▶ [Exercise goal]: Count the lines in the data below that contain the word "clicks", and reply with the number alone.

▶ [Record set]:

Segment Open

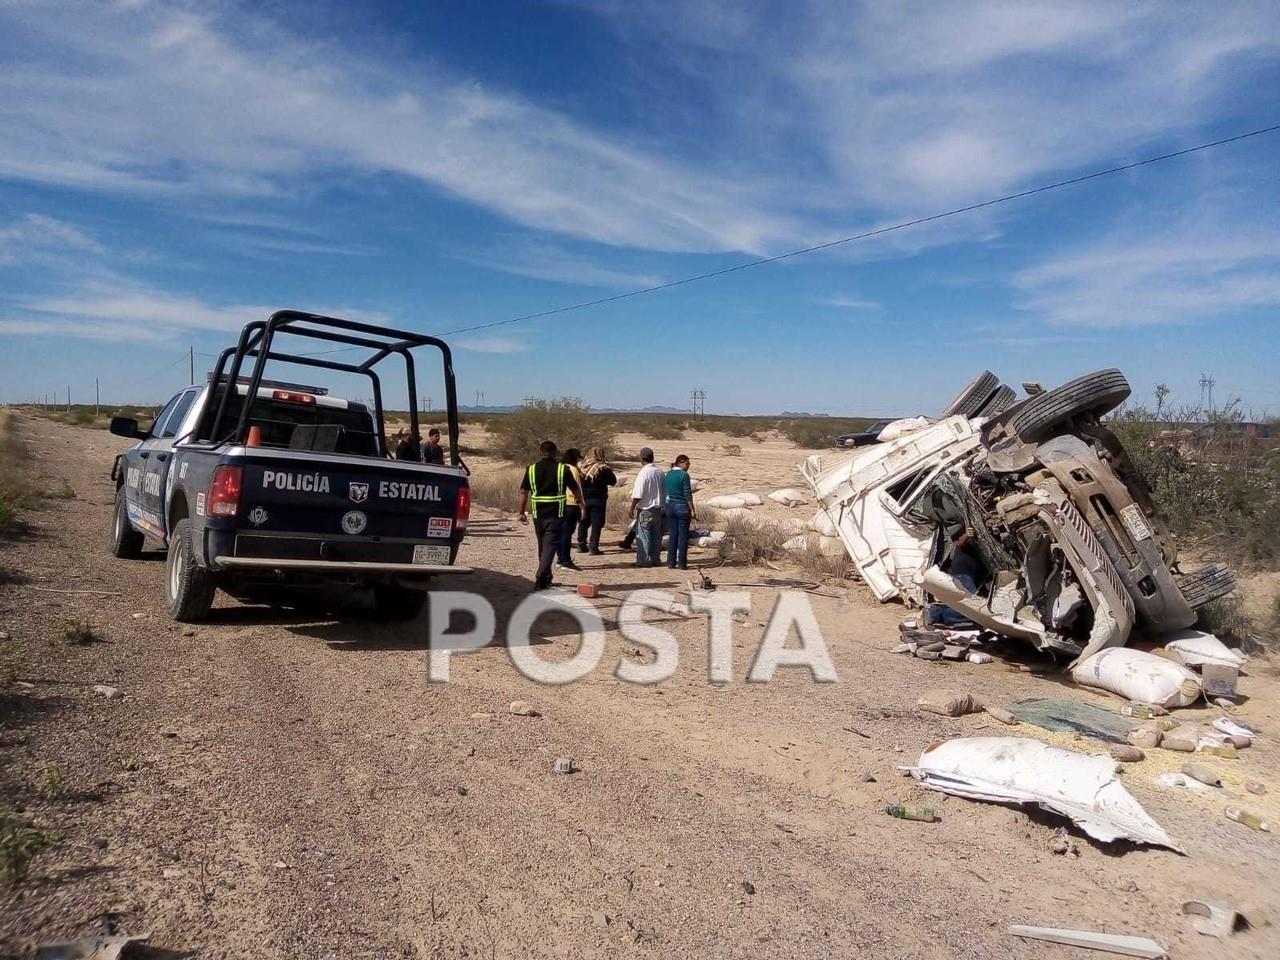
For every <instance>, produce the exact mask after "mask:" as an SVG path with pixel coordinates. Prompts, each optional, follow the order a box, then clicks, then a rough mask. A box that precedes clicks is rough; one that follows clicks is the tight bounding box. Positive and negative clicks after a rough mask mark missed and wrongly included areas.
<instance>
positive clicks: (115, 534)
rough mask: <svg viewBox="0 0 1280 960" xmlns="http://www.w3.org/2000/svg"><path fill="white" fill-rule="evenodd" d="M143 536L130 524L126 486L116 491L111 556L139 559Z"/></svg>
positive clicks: (141, 551) (140, 552)
mask: <svg viewBox="0 0 1280 960" xmlns="http://www.w3.org/2000/svg"><path fill="white" fill-rule="evenodd" d="M142 540H143V536H142V534H140V532H138V531H137V530H134V529H133V526H132V525H131V524H129V511H128V507H127V506H125V503H124V488H123V486H122V488H120V489H118V490H116V492H115V516H114V517H113V518H111V556H113V557H119V558H120V559H137V558H138V556H140V554H141V553H142Z"/></svg>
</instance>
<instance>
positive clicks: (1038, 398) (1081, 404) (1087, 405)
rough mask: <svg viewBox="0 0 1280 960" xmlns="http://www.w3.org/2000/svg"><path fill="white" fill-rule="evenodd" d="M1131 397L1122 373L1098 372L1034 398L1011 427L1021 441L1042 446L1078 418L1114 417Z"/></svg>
mask: <svg viewBox="0 0 1280 960" xmlns="http://www.w3.org/2000/svg"><path fill="white" fill-rule="evenodd" d="M1129 393H1130V389H1129V381H1128V380H1126V379H1125V376H1124V374H1121V372H1120V371H1119V370H1115V369H1111V370H1097V371H1094V372H1092V374H1085V375H1084V376H1078V378H1075V379H1074V380H1068V381H1066V383H1065V384H1062V385H1061V387H1055V388H1053V389H1052V390H1047V392H1044V393H1042V394H1039V396H1037V397H1032V398H1030V399H1029V401H1027V402H1025V403H1023V406H1021V407H1019V408H1018V411H1016V412H1014V413H1011V415H1010V416H1011V419H1010V421H1009V425H1010V426H1011V428H1012V430H1014V433H1015V434H1018V439H1020V440H1023V442H1024V443H1038V442H1039V440H1043V439H1046V438H1047V436H1051V435H1052V434H1053V431H1055V430H1056V429H1057V428H1059V426H1061V425H1062V424H1065V422H1066V421H1069V420H1073V419H1074V417H1079V416H1092V417H1100V416H1102V415H1103V413H1110V412H1111V411H1112V410H1115V408H1116V407H1119V406H1120V404H1121V403H1124V402H1125V399H1128V397H1129Z"/></svg>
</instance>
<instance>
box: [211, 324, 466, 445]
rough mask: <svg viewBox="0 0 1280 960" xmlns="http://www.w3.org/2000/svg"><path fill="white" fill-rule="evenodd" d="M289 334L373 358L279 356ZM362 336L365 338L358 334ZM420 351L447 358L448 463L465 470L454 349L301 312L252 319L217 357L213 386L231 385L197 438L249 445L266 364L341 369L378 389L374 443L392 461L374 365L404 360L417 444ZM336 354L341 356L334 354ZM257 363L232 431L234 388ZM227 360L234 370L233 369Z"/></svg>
mask: <svg viewBox="0 0 1280 960" xmlns="http://www.w3.org/2000/svg"><path fill="white" fill-rule="evenodd" d="M280 333H287V334H293V335H296V337H306V338H310V339H316V340H325V342H329V343H344V344H347V346H348V347H367V348H370V349H371V351H372V353H371V355H370V356H369V357H367V358H366V360H365V361H364V362H362V364H347V362H343V361H339V360H323V358H320V357H319V356H306V355H303V353H280V352H276V351H273V349H271V344H273V342H274V339H275V335H276V334H280ZM357 334H362V335H357ZM416 347H435V348H438V349H439V351H440V355H442V356H443V358H444V406H445V416H447V417H448V428H449V460H451V461H452V463H453V466H462V467H463V468H465V466H466V465H465V463H462V457H461V456H460V451H458V399H457V384H456V381H454V378H453V353H452V352H451V351H449V344H447V343H445V342H444V340H442V339H439V338H436V337H426V335H425V334H420V333H410V332H407V330H393V329H392V328H389V326H376V325H374V324H364V323H360V321H357V320H342V319H339V317H335V316H321V315H319V314H305V312H302V311H300V310H278V311H275V312H274V314H271V316H269V317H268V319H266V320H253V321H252V323H248V324H244V329H242V330H241V335H239V342H238V343H237V344H236V346H234V347H228V348H227V349H224V351H223V352H221V353H220V355H219V356H218V364H216V365H215V366H214V372H212V383H214V388H215V390H216V387H218V385H219V384H221V383H224V381H225V383H227V384H228V389H225V390H223V393H221V397H220V399H219V401H218V408H216V410H215V411H212V412H209V411H206V412H205V416H204V420H205V422H202V424H201V425H200V428H198V430H197V434H196V435H197V436H207V438H209V439H210V440H211V442H212V443H244V440H246V436H247V434H248V415H250V407H251V406H252V403H253V401H255V399H256V397H257V390H259V387H260V385H261V383H262V372H264V370H265V369H266V361H269V360H278V361H282V362H285V364H300V365H302V366H314V367H320V369H323V370H338V371H342V372H346V374H364V375H365V376H367V378H369V379H370V381H371V383H372V388H374V420H375V422H376V424H378V436H376V438H375V443H376V444H378V449H379V452H380V453H381V456H387V428H385V424H384V422H383V385H381V379H380V378H379V376H378V374H376V372H375V371H374V366H375V365H378V364H379V362H381V361H383V360H385V358H387V357H389V356H390V355H392V353H398V355H399V356H401V357H403V360H404V375H406V378H407V380H408V399H410V403H408V419H410V430H411V433H412V435H413V438H415V439H417V440H421V436H420V433H419V421H417V380H416V378H415V375H413V356H412V353H411V352H410V351H412V349H415V348H416ZM333 352H335V353H338V352H342V351H333ZM246 358H252V360H253V369H252V370H253V371H252V374H250V378H248V389H247V390H246V393H244V402H243V403H242V404H241V410H239V416H237V417H236V422H234V425H232V426H230V428H229V429H227V425H228V424H229V420H230V417H229V416H228V413H229V411H230V398H232V394H233V393H236V392H237V390H236V389H234V388H233V385H234V384H238V383H239V381H241V370H242V367H243V366H244V360H246ZM228 361H230V367H229V369H228V366H227V365H228ZM224 430H225V433H224Z"/></svg>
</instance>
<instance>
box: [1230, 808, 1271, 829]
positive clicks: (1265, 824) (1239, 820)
mask: <svg viewBox="0 0 1280 960" xmlns="http://www.w3.org/2000/svg"><path fill="white" fill-rule="evenodd" d="M1226 819H1229V820H1235V822H1236V823H1243V824H1244V826H1245V827H1248V828H1249V829H1261V831H1262V832H1263V833H1270V832H1271V824H1270V823H1267V822H1266V820H1265V819H1262V818H1261V817H1258V814H1256V813H1253V810H1245V809H1244V808H1243V806H1228V808H1226Z"/></svg>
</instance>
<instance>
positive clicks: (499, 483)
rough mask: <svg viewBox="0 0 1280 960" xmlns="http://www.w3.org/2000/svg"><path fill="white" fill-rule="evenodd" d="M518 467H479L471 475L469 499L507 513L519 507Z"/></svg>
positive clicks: (520, 477) (520, 472)
mask: <svg viewBox="0 0 1280 960" xmlns="http://www.w3.org/2000/svg"><path fill="white" fill-rule="evenodd" d="M522 476H524V471H522V470H521V468H520V467H509V466H508V467H480V468H477V470H476V471H475V472H474V474H472V475H471V499H472V502H474V503H476V504H479V506H484V507H493V508H494V509H500V511H504V512H507V513H515V512H516V511H517V509H520V481H521V479H522Z"/></svg>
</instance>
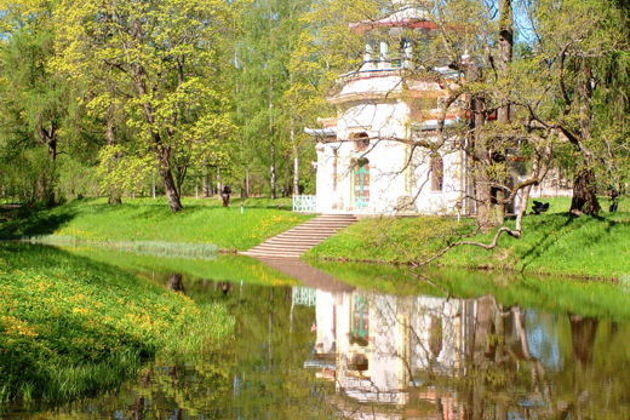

Segment Closed

▶ [Result of the task]: 7